STUDY TEXT below:
Sunday, September 2, 2012

Review: Cinder

Cinder is an interesting little mash-up. The title character is a cyborg, and I picked it up because she goes to the ball. Parallels, anyone? Took me fairly by surprise however, it's rather deeper than I expected to go. Being more involved this way means it does have the potential to go a lot further than I expected, though.

Cinder is of course a sci-fi novel. In this future, the world has picked itself up into a fairly small number of large nations following I think it was world war four. Robots and magnetic hover-cars are the norm, and humanity is dealing with a massively infectious and always-fatal virus. Meanwhile, the queen of the Lunars, an offshoot of humanity who live on the moon and have psychic powers, wants to take over, and to that end has been trying to get the emperor of China to marry her for something like decades. How long is never said exactly, but it's been a while. Cinder, who as a side effect of being a cyborg is the best mechanical engineer in the city, gets thrown into all of this when the prince brings her a robot to fix and ends up falling for her.
End of STUDY TEXT.
EXCERPTED RECORDS below:
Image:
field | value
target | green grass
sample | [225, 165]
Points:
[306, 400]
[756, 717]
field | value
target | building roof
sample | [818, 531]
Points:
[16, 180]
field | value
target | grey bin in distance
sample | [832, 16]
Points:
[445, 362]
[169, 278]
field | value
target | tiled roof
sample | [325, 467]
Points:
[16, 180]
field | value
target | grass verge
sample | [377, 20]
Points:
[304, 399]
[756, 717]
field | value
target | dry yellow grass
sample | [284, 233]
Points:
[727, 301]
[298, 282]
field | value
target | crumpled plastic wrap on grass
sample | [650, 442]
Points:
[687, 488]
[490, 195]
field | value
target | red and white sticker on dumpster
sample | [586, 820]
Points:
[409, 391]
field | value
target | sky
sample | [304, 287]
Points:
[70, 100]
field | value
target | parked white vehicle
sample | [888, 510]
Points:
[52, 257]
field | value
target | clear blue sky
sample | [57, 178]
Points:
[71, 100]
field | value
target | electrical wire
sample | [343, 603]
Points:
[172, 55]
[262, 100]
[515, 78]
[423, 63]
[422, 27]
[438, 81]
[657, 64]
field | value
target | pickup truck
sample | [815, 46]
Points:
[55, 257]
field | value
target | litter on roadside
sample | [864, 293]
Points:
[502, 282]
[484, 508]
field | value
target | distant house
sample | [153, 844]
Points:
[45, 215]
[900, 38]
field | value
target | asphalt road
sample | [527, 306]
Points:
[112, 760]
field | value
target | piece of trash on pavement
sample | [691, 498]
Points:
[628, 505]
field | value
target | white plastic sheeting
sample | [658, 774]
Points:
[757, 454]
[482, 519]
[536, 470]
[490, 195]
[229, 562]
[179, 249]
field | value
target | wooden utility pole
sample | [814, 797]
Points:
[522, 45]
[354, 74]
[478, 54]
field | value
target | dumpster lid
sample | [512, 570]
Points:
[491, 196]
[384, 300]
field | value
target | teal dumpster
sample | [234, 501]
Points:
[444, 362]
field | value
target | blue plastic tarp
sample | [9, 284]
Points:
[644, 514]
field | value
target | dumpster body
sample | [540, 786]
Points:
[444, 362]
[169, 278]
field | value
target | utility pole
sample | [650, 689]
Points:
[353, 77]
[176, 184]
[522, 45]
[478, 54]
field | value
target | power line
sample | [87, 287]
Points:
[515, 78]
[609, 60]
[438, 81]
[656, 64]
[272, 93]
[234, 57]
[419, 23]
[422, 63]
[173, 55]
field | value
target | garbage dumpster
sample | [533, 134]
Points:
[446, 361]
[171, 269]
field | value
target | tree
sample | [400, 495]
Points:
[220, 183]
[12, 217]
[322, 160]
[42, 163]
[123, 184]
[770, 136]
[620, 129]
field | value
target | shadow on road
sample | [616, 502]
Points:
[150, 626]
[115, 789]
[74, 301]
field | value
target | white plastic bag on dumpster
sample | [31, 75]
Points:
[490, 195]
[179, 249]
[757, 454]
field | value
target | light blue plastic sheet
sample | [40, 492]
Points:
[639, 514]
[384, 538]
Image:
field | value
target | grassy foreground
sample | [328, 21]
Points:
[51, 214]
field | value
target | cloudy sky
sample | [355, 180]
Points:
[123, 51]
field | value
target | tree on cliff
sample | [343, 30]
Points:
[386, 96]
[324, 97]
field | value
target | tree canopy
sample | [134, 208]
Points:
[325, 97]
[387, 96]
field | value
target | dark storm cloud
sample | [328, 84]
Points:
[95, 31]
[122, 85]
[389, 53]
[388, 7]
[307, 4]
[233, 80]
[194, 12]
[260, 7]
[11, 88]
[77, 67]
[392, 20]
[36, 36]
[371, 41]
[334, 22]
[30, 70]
End of EXCERPTED RECORDS.
• **ASSIGNMENT A**:
According to the Cinder review, what makes the title character the best mechanical engineer in the city?
• **ASSIGNMENT B**:
Reproduce the passage of the Cinder review from "Cinder is of" to "falling for her.".

• **SOLUTION A**:
Being the best mechanical engineer in the city is a side effect of her being a cyborg.

• **SOLUTION B**:
Cinder is of course a sci-fi novel. In this future, the world has picked itself up into a fairly small number of large nations following I think it was world war four. Robots and magnetic hover-cars are the norm, and humanity is dealing with a massively infectious and always-fatal virus. Meanwhile, the queen of the Lunars, an offshoot of humanity who live on the moon and have psychic powers, wants to take over, and to that end has been trying to get the emperor of China to marry her for something like decades. How long is never said exactly, but it's been a while. Cinder, who as a side effect of being a cyborg is the best mechanical engineer in the city, gets thrown into all of this when the prince brings her a robot to fix and ends up falling for her.